■ **SOURCE EXTRACT**:
There's kind of no upside, and lots of downsides, both in building it,
and trying to use it:)

This would cause it to be a pure analysis again. It would make it
relatively fragile of course -- it would be easily invalidated. But given
how fast it is to compute, for several of the use cases it seems like it
would be sufficient (NewGVN seems like it could tolerate computing this
each time, etc.

Anyways, I'm sure you've looked at something like this, and I'm curious
what goes wrong with it.

The main user at the moment is NewGVN, which uses it to do the
equivalent of GVN's propagateEquality. I'd be happy to make it a utility
called from NewGVN instead of an analysis. A number of folks online and off
asked me to make it usable for others, so i did that :slight_smile: Some folks want to
use it to cleanup existing passes (EarlyCSE, etc), some want to use it in
new passes.

■ **OBJECTIVES**:
1/ From the NewGVN discussion, output the passage verbatim, beginning at the words "There's kind of" and stopping after the words "each time, etc.".
2/ Pick up the NewGVN discussion after its final sentence and write the next part.
The lines that follow have no connection to the NewGVN discussion.

■ **ENTRIES**:

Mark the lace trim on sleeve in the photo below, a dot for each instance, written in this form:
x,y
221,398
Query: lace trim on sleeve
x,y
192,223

■ **ANSWERS IN ORDER**:
1/
There's kind of no upside, and lots of downsides, both in building it,
and trying to use it:)

This would cause it to be a pure analysis again. It would make it
relatively fragile of course -- it would be easily invalidated. But given
how fast it is to compute, for several of the use cases it seems like it
would be sufficient (NewGVN seems like it could tolerate computing this
each time, etc.

2/
So, this definitely sounds useful, but I think that while it mutates the
IR itself, I think it should just be a utility routine that passes call at
their start to put the IR into the form they need. It'll be a bit tricky if
you want analysis passes to observe this form -- you may not be able to use
the caching infrastructure of the new PM at all for such analyses and may
need to express them as stand alone utilities as well.

Yeah, i'm just going to make it a utility

I don't have much content to add to the discussion, but since I originally
asked you to bring the discussion to llvm-dev: making it a utility SGTM.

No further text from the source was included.